To do: Repeat, word for word, the part of the Igor Cutie page extract that begins with "Military service" and ends with "Ministry of Defense.".
··· Page extract
Chief of the General Staff
- In office 18 March 2016 – 1 July 2019
- President: Nicolae Timofti Igor Dodon
- Preceded by: Igor Gorgan
- Succeeded by: Igor Gorgan

Personal details
- Born: March 12, 1968 (age 58) Ungheni, Moldavian SSR, Soviet Union

Military service
- Allegiance: Moldova
- Branch/service: Moldovan Ground Forces
- Years of service: 1989–2016
- Rank: Brigadier General
- Battles/wars: Transnistria War Iraq War

= Igor Cutie =

Igor Cutie (born 12 March 1968) is a Moldovan brigadier general who served as the Chief of the General Staff of the Moldovan National Army from 2016 to 2019. He currently serves as Secretary General of the Ministry of Defense.
······
··· Supplied information
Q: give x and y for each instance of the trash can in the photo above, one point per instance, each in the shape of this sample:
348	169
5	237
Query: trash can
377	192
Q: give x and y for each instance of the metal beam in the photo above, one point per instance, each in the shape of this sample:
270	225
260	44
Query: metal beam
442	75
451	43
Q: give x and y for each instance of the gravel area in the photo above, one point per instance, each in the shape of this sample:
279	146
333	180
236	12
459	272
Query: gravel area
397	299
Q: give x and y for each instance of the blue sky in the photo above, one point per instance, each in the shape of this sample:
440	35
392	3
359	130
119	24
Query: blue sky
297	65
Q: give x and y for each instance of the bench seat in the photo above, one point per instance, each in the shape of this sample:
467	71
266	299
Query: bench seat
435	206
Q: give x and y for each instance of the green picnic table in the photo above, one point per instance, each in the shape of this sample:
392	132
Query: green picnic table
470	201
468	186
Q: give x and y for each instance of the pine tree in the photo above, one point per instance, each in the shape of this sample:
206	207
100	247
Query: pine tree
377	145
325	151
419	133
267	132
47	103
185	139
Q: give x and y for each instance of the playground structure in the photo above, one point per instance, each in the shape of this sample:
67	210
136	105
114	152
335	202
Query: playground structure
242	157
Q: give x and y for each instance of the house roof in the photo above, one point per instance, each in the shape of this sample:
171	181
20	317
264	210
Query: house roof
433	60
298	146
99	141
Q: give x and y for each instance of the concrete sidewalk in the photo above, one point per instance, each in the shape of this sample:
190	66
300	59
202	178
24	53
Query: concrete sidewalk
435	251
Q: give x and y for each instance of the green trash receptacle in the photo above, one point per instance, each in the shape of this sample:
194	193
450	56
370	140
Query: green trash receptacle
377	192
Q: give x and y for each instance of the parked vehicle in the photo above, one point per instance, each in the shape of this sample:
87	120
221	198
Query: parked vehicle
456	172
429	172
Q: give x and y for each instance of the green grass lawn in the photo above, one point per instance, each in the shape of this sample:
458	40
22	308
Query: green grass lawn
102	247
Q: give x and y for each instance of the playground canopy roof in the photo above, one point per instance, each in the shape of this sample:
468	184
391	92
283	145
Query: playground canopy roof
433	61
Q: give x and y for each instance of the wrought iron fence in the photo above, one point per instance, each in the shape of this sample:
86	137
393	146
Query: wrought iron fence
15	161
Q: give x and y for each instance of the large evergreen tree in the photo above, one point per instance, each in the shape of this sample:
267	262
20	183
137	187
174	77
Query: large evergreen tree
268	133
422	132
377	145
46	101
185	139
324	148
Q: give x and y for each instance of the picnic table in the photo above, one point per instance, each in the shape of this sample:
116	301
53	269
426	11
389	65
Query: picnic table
······
Exercise result:
Military service
- Allegiance: Moldova
- Branch/service: Moldovan Ground Forces
- Years of service: 1989–2016
- Rank: Brigadier General
- Battles/wars: Transnistria War Iraq War

= Igor Cutie =

Igor Cutie (born 12 March 1968) is a Moldovan brigadier general who served as the Chief of the General Staff of the Moldovan National Army from 2016 to 2019. He currently serves as Secretary General of the Ministry of Defense.